**RECORDS FOR THIS TASK:**
******************************
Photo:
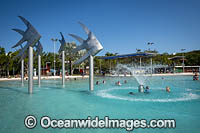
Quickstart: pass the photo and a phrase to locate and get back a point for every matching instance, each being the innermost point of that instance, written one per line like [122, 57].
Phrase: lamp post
[54, 61]
[183, 63]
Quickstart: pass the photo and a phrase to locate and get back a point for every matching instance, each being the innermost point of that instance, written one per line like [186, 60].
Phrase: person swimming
[97, 83]
[131, 93]
[140, 88]
[118, 83]
[168, 89]
[196, 76]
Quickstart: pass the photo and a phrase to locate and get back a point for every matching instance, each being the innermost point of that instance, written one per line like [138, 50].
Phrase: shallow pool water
[74, 101]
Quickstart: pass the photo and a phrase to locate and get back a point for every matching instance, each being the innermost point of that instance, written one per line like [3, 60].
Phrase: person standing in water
[168, 89]
[147, 89]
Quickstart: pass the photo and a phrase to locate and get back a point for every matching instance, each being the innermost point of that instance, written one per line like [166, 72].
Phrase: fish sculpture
[63, 43]
[91, 44]
[31, 36]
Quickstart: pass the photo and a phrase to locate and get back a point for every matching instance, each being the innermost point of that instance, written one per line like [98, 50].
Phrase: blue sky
[120, 25]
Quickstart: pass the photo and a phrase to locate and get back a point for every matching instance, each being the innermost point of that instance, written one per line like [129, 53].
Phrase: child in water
[147, 89]
[168, 89]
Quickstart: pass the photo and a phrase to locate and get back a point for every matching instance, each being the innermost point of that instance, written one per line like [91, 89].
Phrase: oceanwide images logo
[129, 124]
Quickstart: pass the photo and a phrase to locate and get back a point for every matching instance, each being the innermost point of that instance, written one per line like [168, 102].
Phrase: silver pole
[183, 63]
[30, 70]
[91, 76]
[22, 71]
[54, 73]
[151, 67]
[39, 69]
[63, 67]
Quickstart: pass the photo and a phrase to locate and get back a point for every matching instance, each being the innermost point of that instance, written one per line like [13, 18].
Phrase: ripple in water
[165, 98]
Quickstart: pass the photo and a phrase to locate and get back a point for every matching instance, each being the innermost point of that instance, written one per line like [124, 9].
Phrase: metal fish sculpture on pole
[62, 50]
[31, 36]
[93, 46]
[39, 50]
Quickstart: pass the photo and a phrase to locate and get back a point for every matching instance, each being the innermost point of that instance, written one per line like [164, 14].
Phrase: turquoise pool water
[74, 101]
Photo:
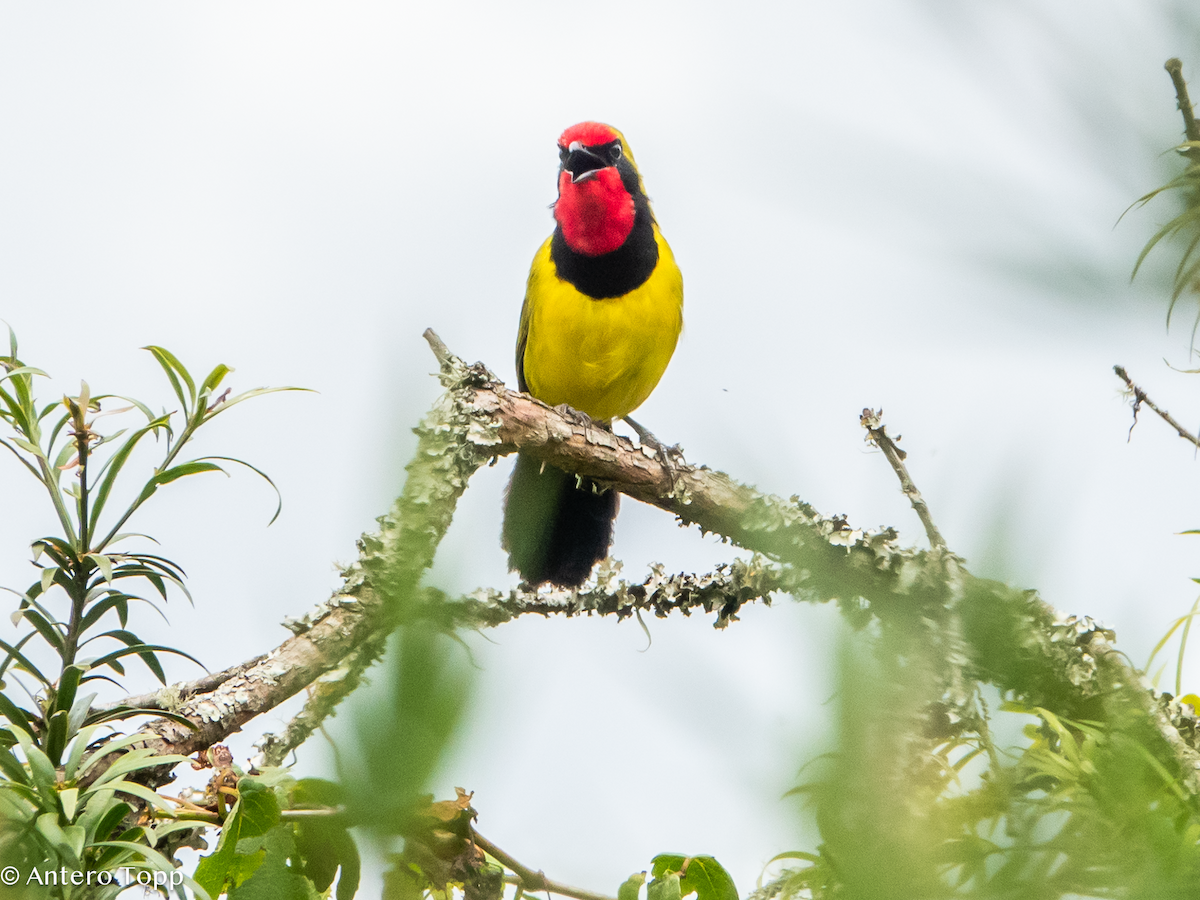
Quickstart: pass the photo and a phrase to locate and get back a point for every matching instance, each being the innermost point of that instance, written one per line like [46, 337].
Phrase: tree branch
[877, 435]
[1140, 396]
[1174, 67]
[529, 879]
[1066, 665]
******************************
**REQUIRED TASK:** Restate word for word only the lines from the one with "like [91, 89]." through the last line of the material, both included. Any picture should be left out.

**CORRECT RESULT:**
Quickstart: pass the photo and a phrase to locate and get back a point for every matching instance, each being the innermost point of that instance, written one per line like [91, 89].
Phrase: oceanwide images logo
[129, 124]
Quickstart: pass the photo and a phrase to locate and get back a point for every matching instance, each being the innermost point of that instance, written one per line like [168, 102].
Phrase: silver pole
[183, 63]
[30, 70]
[91, 76]
[22, 71]
[54, 73]
[151, 67]
[39, 69]
[63, 67]
Quickstart: pass the photo and a phrase to locate and get back a point for every matching instance, each being the innermost point of that instance, written one per line like [13, 18].
Phrase: ripple in water
[165, 98]
Quickstart: pass the photo and a phrase to locate and get back a point for every matching instance, each being the innermost point of that instance, written one per line like [124, 9].
Phrase: metal fish sculpture on pole
[62, 50]
[31, 36]
[93, 46]
[39, 50]
Quickstart: pass the photo and a phrase to locate and get back a point for every matching instance, each being the innermost point of that instance, written one per line like [164, 14].
Phrase: turquoise pool water
[74, 101]
Photo:
Quickstart: pass the photo and a phrase to locate and get back a point for every matching instance, each being the innermost point of that instance, written one per line like [46, 337].
Phrase: tree branch
[877, 435]
[1140, 396]
[1174, 67]
[529, 879]
[1066, 665]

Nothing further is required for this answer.